> _Task brief_
Restate the records that follow word for word; no pictures should appear.

> _Extracted information_
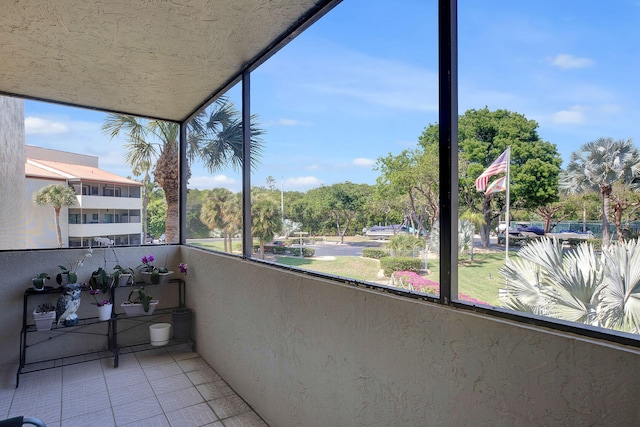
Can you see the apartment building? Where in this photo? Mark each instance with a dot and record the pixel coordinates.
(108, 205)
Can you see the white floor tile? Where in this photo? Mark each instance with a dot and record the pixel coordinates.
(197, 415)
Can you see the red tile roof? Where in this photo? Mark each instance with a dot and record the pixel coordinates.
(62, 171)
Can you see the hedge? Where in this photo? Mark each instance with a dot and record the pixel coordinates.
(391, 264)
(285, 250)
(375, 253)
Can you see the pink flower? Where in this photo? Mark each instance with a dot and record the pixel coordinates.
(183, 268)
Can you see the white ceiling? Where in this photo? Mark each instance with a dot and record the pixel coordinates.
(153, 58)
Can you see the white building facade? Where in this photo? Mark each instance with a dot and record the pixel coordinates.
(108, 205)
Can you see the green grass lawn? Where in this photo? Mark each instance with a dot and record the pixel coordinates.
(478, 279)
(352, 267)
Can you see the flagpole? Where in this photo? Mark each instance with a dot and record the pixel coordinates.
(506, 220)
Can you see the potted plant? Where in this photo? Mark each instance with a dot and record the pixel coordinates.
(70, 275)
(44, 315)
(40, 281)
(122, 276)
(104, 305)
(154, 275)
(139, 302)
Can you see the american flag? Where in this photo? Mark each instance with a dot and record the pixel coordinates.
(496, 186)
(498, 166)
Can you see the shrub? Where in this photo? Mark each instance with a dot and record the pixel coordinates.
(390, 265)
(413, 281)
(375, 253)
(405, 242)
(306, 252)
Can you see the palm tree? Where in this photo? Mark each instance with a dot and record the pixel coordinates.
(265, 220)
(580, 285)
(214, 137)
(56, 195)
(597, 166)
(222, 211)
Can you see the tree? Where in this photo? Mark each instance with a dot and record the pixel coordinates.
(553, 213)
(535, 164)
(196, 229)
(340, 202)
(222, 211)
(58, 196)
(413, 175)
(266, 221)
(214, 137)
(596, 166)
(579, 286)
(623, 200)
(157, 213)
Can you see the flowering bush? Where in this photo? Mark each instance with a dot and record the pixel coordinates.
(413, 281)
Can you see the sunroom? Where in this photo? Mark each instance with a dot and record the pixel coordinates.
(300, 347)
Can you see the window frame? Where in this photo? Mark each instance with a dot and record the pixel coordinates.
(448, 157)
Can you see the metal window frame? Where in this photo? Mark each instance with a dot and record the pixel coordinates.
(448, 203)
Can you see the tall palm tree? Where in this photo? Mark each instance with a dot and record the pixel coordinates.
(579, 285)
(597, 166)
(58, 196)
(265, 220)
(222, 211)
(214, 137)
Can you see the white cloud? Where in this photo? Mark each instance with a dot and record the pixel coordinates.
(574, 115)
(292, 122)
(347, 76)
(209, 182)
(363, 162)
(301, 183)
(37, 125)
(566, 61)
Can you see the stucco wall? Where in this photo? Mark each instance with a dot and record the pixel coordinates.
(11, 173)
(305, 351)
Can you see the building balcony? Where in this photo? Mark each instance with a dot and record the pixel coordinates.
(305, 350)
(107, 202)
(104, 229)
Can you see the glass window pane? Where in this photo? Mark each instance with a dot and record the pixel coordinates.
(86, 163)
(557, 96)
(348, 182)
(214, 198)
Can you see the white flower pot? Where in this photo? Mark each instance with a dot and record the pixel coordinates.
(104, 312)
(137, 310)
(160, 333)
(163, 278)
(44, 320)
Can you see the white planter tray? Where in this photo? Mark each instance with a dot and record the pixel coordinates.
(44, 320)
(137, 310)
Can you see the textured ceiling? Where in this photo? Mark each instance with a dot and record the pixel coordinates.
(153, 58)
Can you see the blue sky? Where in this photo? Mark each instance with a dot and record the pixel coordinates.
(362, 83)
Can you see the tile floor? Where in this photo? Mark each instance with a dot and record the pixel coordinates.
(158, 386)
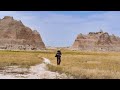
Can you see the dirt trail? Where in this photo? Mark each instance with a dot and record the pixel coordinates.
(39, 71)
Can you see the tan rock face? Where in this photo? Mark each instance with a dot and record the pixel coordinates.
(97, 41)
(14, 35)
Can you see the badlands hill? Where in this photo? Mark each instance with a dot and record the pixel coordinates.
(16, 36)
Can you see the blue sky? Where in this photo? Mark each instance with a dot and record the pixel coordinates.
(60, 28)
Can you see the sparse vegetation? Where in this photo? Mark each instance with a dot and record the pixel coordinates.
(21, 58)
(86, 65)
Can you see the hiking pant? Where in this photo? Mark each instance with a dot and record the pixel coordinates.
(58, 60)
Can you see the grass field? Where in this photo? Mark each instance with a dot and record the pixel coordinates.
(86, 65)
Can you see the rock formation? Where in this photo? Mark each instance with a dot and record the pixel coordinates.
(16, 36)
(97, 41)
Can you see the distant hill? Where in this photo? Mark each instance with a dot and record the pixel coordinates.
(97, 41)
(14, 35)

> _The result_
Can you see the apartment building? Where in this photo? Mark each instance with a dot and record the pixel coordinates.
(108, 205)
Can you see the white floor tile? Where in this photo? Mark each instance with a dot and record the pixel coordinates.
(197, 415)
Can you see the red tile roof? Where in this photo? Mark each instance with a dot and record the pixel coordinates.
(62, 171)
Can you see the hedge? Where in this photo? Mark each instance with a dot and record the pixel coordinates.
(391, 264)
(285, 250)
(375, 253)
Can you see the pink flower? Where in this photo? Mark each instance with a dot and record the pixel coordinates.
(183, 268)
Can you see the white ceiling? Where in this photo? Mark each instance with a dot and record the pixel coordinates.
(153, 58)
Can you see the white building facade? Where in this photo? Mark each instance with a dot and record the pixel coordinates.
(108, 205)
Can you see the green grass lawn? Where in this photo? Mark each instance with a dot and record the pixel coordinates.
(478, 279)
(352, 267)
Can you see the flagpole? Where in this photo? Mark each instance with a dot and record the pixel coordinates.
(506, 220)
Can you see the potted plant? Where in this photo? Mark each instance with a dot and record the pixel coordinates.
(70, 275)
(44, 315)
(40, 281)
(122, 276)
(104, 305)
(154, 275)
(139, 302)
Can you see the american flag? Where in this photo? Mark each instance with a dot and record the pixel coordinates.
(496, 186)
(498, 166)
Can you see the shrub? Where in this photo? Mark each instance with a dot and record the pixel coordinates.
(390, 265)
(413, 281)
(375, 253)
(405, 242)
(306, 252)
Can you see the palm tree? Where in this photo? Mark each instance with a dot and record the pixel coordinates.
(265, 220)
(580, 285)
(214, 137)
(56, 195)
(597, 166)
(222, 211)
Can you see the tree? Where in this photo? Mark each instance with a dot and record the pixel coordinates.
(553, 213)
(535, 164)
(196, 229)
(340, 202)
(222, 211)
(58, 196)
(413, 175)
(266, 221)
(214, 137)
(596, 166)
(579, 286)
(623, 200)
(157, 213)
Can you see the flowering bush? Where in this photo? Mark each instance with a dot and record the pixel coordinates.
(413, 281)
Can you see the sunroom? Where in this photo? Mark each instance with a dot and record the pixel coordinates.
(300, 347)
Can you see the window frame? Where in this photo? Mark each instance with a dot and record the pixel coordinates.
(448, 157)
Can you see the metal window frame? Where in this photo? Mark each instance with a dot and record the pixel coordinates.
(448, 203)
Can you see the tall palm tree? Where in this photo? Mark each instance with a dot and record the pixel coordinates.
(579, 285)
(597, 166)
(58, 196)
(265, 220)
(222, 211)
(214, 137)
Can you see the white cloud? Where in this photo? Mark each instance with a dot and record the pixel coordinates.
(574, 115)
(292, 122)
(347, 76)
(209, 182)
(363, 162)
(301, 183)
(37, 125)
(566, 61)
Can you see the stucco wall? Where in this photo? Mark each instance with a dot and record the pixel coordinates.
(11, 173)
(305, 351)
Can you see the building balcony? Where in this photo? Mark each instance with a dot and record the pixel coordinates.
(305, 350)
(107, 202)
(104, 229)
Can you see the glass window pane? Where in this photo? Mark each instance with a dot and record the pixel coordinates.
(86, 163)
(557, 96)
(348, 182)
(214, 198)
Can you see the white flower pot? Where in this photo? Mark each instance with a dot and record the pixel coordinates.
(104, 312)
(137, 310)
(160, 333)
(163, 278)
(44, 320)
Can you see the white planter tray? Where in this photo? Mark each instance with a dot and record the pixel coordinates.
(44, 320)
(137, 310)
Can you see the textured ceiling? Where in this photo? Mark each instance with a dot and record the pixel coordinates.
(153, 58)
Can you see the blue sky? Where in this photo? Mark each instance with a dot and record the pixel coordinates.
(362, 83)
Can you see the tile floor? Where in this photo? Mark each instance with a dot and record the pixel coordinates.
(158, 386)
Can you see the dirt trail? Where in this photo? Mark each instance with a dot and record the pixel coordinates.
(39, 71)
Can you see the tan rock face? Where in this photo? Mark each instance with a dot and record the pixel coordinates.
(97, 41)
(14, 35)
Can you see the badlands hill? Where in this photo? Mark each instance with a dot and record the pixel coordinates.
(16, 36)
Can you see the blue sky? Where in this photo? Mark each instance with a dot and record the pixel coordinates.
(60, 28)
Can you see the sparse vegetation? Where in this photo? Mark each instance with a dot and record the pixel coordinates.
(21, 58)
(86, 65)
Can you see the hiking pant? Where in this photo? Mark each instance with a dot and record the pixel coordinates.
(58, 60)
Can you see the grass field? Where in this photo? Mark each instance with a dot and record the pixel coordinates.
(86, 65)
Can you see the rock formation? Where in this photo? Mark each instance with a dot and record the pixel coordinates.
(16, 36)
(97, 41)
Can you see the distant hill? Where in this photo? Mark each instance with a dot and record the pixel coordinates.
(97, 41)
(14, 35)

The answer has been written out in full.